Task prompt
Write out the entries below once more, exactly, with the pictures left out.

╭─ Data in this exercise

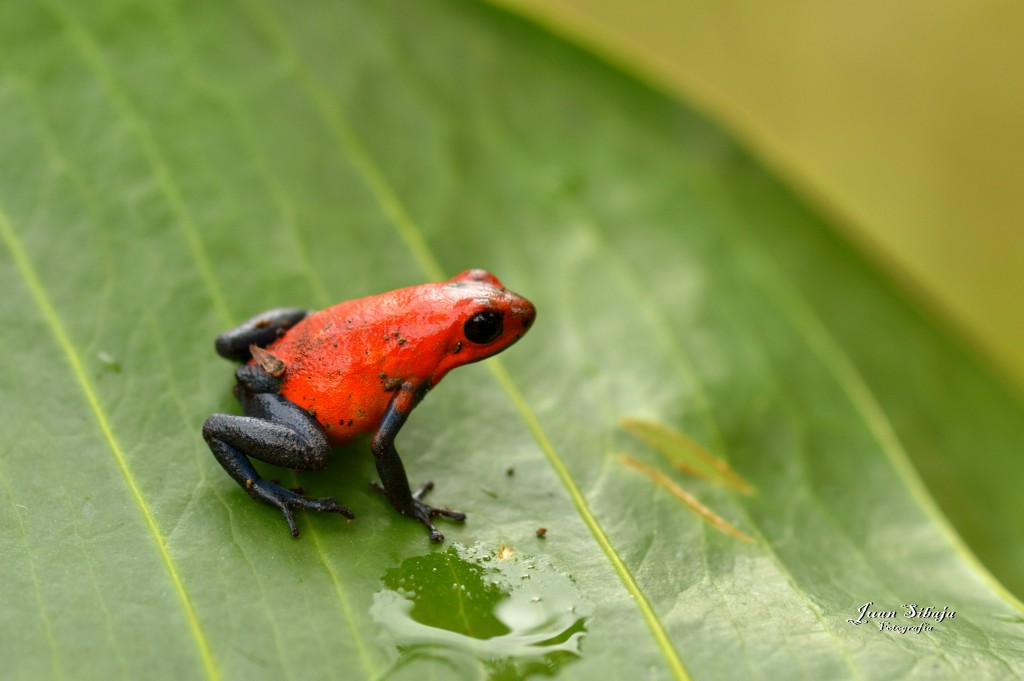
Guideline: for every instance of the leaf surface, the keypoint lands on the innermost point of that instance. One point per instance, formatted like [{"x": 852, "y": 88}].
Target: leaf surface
[{"x": 173, "y": 168}]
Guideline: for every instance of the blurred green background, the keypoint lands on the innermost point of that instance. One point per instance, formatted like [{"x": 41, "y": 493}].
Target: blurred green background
[{"x": 903, "y": 121}]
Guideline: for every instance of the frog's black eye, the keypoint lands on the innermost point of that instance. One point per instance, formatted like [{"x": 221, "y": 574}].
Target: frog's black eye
[{"x": 483, "y": 327}]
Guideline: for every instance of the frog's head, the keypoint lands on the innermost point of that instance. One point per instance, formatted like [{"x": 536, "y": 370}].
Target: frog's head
[{"x": 487, "y": 318}]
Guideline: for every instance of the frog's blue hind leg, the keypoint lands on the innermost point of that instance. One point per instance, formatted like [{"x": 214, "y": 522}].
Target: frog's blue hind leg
[{"x": 276, "y": 431}]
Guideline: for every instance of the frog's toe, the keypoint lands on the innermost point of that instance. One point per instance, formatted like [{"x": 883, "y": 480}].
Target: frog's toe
[
  {"x": 286, "y": 500},
  {"x": 423, "y": 512}
]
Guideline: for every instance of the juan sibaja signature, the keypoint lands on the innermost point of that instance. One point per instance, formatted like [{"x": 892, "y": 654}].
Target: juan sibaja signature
[{"x": 911, "y": 611}]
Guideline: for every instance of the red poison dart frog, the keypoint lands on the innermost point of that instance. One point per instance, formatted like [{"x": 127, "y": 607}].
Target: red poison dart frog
[{"x": 309, "y": 380}]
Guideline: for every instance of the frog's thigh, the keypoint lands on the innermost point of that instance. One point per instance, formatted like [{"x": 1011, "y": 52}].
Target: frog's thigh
[{"x": 273, "y": 430}]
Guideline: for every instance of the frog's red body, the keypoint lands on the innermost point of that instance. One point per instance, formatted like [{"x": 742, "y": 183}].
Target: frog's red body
[
  {"x": 344, "y": 364},
  {"x": 356, "y": 368}
]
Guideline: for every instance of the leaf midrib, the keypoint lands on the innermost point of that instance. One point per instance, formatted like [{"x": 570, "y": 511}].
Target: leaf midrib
[{"x": 412, "y": 235}]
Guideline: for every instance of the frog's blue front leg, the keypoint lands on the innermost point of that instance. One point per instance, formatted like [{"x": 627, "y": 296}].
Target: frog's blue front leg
[
  {"x": 280, "y": 432},
  {"x": 260, "y": 331},
  {"x": 392, "y": 472}
]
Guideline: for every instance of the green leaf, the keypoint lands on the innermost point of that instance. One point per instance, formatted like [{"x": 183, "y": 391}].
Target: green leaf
[{"x": 172, "y": 168}]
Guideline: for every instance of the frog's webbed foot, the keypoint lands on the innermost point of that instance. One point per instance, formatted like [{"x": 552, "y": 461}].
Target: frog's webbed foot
[
  {"x": 422, "y": 511},
  {"x": 280, "y": 432},
  {"x": 286, "y": 500}
]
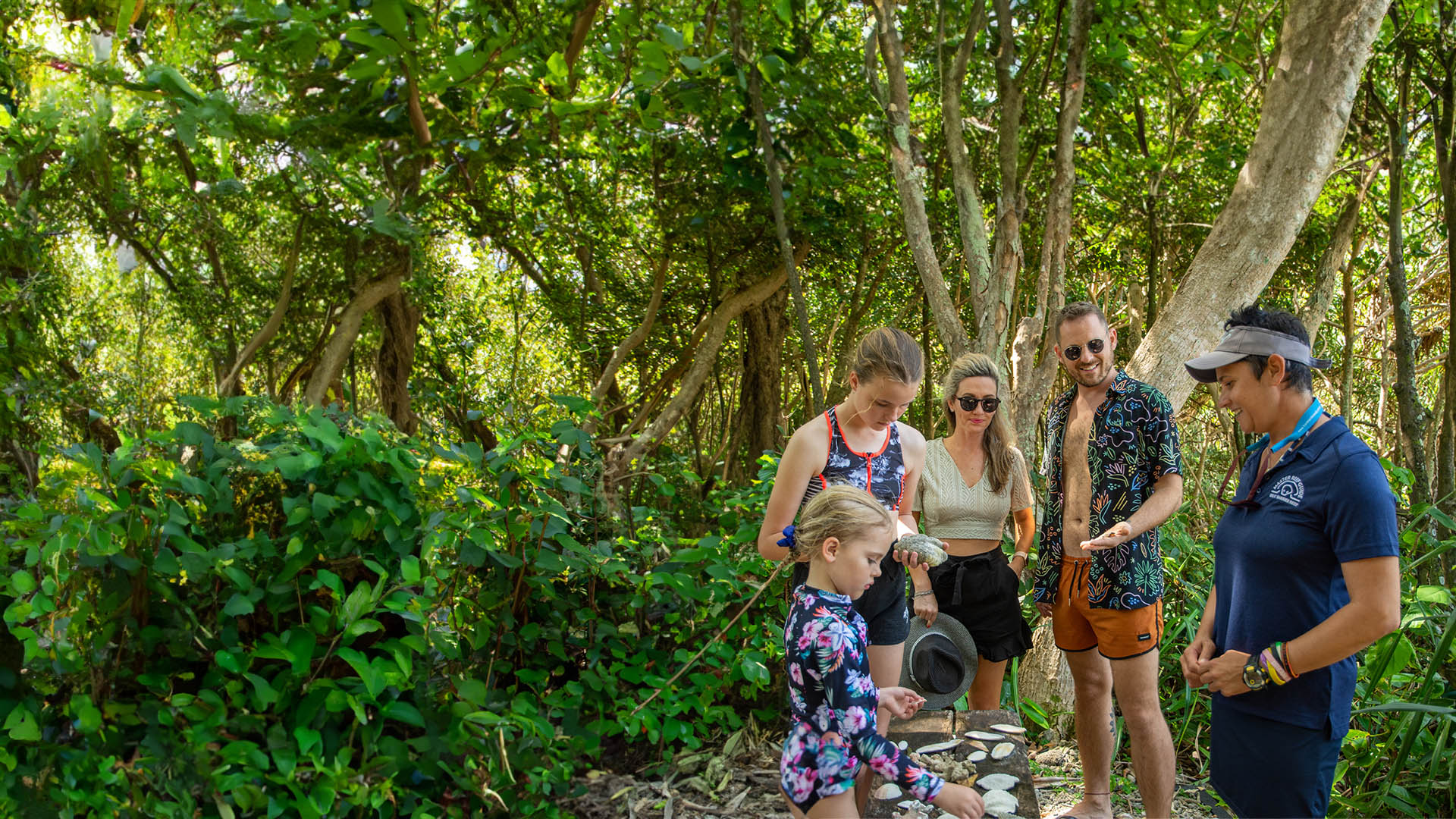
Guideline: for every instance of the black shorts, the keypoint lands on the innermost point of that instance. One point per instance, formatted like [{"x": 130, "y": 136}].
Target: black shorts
[
  {"x": 982, "y": 592},
  {"x": 884, "y": 605}
]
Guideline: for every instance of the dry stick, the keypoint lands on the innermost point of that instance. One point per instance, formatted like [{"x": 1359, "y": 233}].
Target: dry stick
[{"x": 695, "y": 657}]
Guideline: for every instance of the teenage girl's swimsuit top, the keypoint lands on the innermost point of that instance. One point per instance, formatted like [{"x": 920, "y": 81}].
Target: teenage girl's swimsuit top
[
  {"x": 833, "y": 706},
  {"x": 880, "y": 472}
]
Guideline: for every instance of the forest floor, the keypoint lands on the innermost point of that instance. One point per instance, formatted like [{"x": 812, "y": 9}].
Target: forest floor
[{"x": 745, "y": 781}]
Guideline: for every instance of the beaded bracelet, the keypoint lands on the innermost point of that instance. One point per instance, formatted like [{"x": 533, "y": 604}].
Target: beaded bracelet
[{"x": 1272, "y": 667}]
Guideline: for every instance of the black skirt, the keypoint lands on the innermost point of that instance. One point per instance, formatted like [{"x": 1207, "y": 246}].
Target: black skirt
[{"x": 982, "y": 592}]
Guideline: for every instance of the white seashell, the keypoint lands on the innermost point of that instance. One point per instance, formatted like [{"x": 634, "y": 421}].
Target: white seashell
[
  {"x": 938, "y": 746},
  {"x": 987, "y": 736},
  {"x": 998, "y": 781},
  {"x": 999, "y": 803}
]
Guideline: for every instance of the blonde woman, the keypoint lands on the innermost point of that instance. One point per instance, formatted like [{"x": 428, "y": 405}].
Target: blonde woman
[{"x": 973, "y": 480}]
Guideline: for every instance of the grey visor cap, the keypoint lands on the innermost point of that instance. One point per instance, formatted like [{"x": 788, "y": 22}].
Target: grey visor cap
[{"x": 1244, "y": 341}]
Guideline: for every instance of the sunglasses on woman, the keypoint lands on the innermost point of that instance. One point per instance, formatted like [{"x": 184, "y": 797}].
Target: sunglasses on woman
[
  {"x": 970, "y": 403},
  {"x": 1074, "y": 352}
]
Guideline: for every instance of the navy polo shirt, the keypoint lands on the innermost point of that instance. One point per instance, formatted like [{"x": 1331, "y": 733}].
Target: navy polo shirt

╰─

The solution
Guideline: for every instance of the leaf surface, the keypoint lands on the innermost point of that instance. One point per instance, formatted like [{"x": 852, "y": 88}].
Target: leaf surface
[{"x": 173, "y": 168}]
Guideline: for every instance of the blurred green background, the keypoint lands on the innermost point of that instance. One point per instance, formatted like [{"x": 41, "y": 493}].
Target: blurred green background
[{"x": 903, "y": 121}]
Guideline: for every instance of the frog's black eye, the keypoint lands on the innermost point of that instance. One point per instance, formatted like [{"x": 221, "y": 574}].
Target: frog's black eye
[{"x": 483, "y": 327}]
Guideline: for every instance of the frog's head, the keypoint lands on the innermost point of that instance. One point per instance, formatted like [{"x": 536, "y": 370}].
Target: frog's head
[{"x": 487, "y": 318}]
Guideline: for every instance of the frog's blue hind leg, the keypoint lands on the innermost point of that instance. One point per instance, formatted like [{"x": 214, "y": 522}].
Target: frog's blue hind leg
[{"x": 276, "y": 431}]
Guideline: for every instance of the frog's toe, the keypoint lands on the innermost point of that instance. One point per instance, formatted like [{"x": 883, "y": 480}].
Target: frog's toe
[
  {"x": 286, "y": 500},
  {"x": 423, "y": 512}
]
Guideline: for every instance of the juan sibaja signature, the keypoint lands on the innermost point of that instance. One point per instance, formatted like [{"x": 892, "y": 654}].
Target: juan sibaja signature
[{"x": 911, "y": 611}]
Guideline: for every instance of the red poison dart frog, the keypoint lands on the innermost point of that instance. One point per instance, formatted like [{"x": 127, "y": 607}].
Target: red poison dart frog
[{"x": 309, "y": 380}]
Guideline: for every instance of the frog's thigh, the keypoint lands on the innermost point of that instance. One point per instance, formatted like [{"x": 1011, "y": 52}].
Target: frog's thigh
[{"x": 273, "y": 430}]
Guideline: for every instance of the frog's red body, the keypoint lands on the innermost point of that instance. One point per instance, formatted like [{"x": 742, "y": 183}].
Target: frog's red body
[
  {"x": 344, "y": 364},
  {"x": 356, "y": 368}
]
Guideline: for every instance of the leaf midrib, the keypoint lands on the innermost point of that instance. One point per instance, formatted like [{"x": 570, "y": 511}].
Target: leaf midrib
[{"x": 412, "y": 235}]
Guideline: for every instance of the frog's blue front leg, the keypoint lands on the innermost point of that instance. One point per instance, formatted like [{"x": 627, "y": 296}].
Target: frog's blue front leg
[
  {"x": 280, "y": 432},
  {"x": 260, "y": 331},
  {"x": 392, "y": 472}
]
Guideline: for every instance of the green leaf, the keypoint lands on the innermost point of that instance. One point per instance, formatted like [{"x": 183, "y": 391}].
Target: green leaf
[{"x": 172, "y": 168}]
Guideline: for every instance of the frog's webbed foot, the keypoint lands on the innermost point of that instance. One point per instance, formatted like [{"x": 552, "y": 461}].
Target: frog's webbed foot
[
  {"x": 422, "y": 511},
  {"x": 280, "y": 432},
  {"x": 286, "y": 500}
]
Guideline: for every instance of the black shorts, the keypoint lands on the innermost point of that instance. One point per instance, formatted like [{"x": 130, "y": 136}].
Target: black shorts
[
  {"x": 982, "y": 592},
  {"x": 884, "y": 605}
]
Guideline: for every instance of the dry stick, the keypoint lands on the innermost point of that instance. One point per instance, formatted like [{"x": 1359, "y": 233}].
Target: dry stick
[{"x": 695, "y": 657}]
Guideline: for every instance of the teenage girl's swimsuit top, the keypoint lands on the innermost point of that instance. One point per instance, formatted like [{"x": 920, "y": 81}].
Target: teenage girl's swimsuit top
[
  {"x": 833, "y": 706},
  {"x": 880, "y": 472}
]
Guideline: for every instance of the forest floor, the keypoint lands on the innermost point of that instance. One point per instance, formatted like [{"x": 812, "y": 9}].
Target: forest floor
[{"x": 745, "y": 781}]
Guideline: for every instance of the beaded bracelet, the keypoint lands on the innermost point of that instance. One point per instance, formatted like [{"x": 533, "y": 604}].
Target: beaded bracelet
[{"x": 1272, "y": 667}]
Guideline: for every instance of the black skirt, the keypoint lands on the innermost point of that instance. One point per instance, formatted like [{"x": 1207, "y": 246}].
Target: black skirt
[{"x": 982, "y": 592}]
Guideline: for every instance of the white seashell, the keypoint lands on the innermost point of that instance. One point per instance, formatted like [{"x": 634, "y": 421}].
Target: white seashell
[
  {"x": 938, "y": 746},
  {"x": 987, "y": 736},
  {"x": 998, "y": 781},
  {"x": 999, "y": 803}
]
Guideline: for every instance of the blonde woman, the keypoint lands on the innermost point of that instance. One point per instance, formatted like [{"x": 428, "y": 405}].
Target: blonde woman
[{"x": 973, "y": 480}]
Guideline: for every instance of the grey visor cap, the keypoint lands on the innermost point of that instance. One point per instance, formatted like [{"x": 788, "y": 22}].
Target: grey visor cap
[{"x": 1244, "y": 341}]
Guideline: for every instance of the sunglasses on woman, the keypoint lands on the innermost point of that instance. One point per instance, formatted like [{"x": 184, "y": 797}].
Target: sunglasses on woman
[
  {"x": 970, "y": 403},
  {"x": 1074, "y": 352}
]
Guideline: for every instance of the navy polo shirt, the keypoint lands on the innermost point of that instance. One point per instance, formatted like [{"x": 1331, "y": 733}].
Target: navy polo shirt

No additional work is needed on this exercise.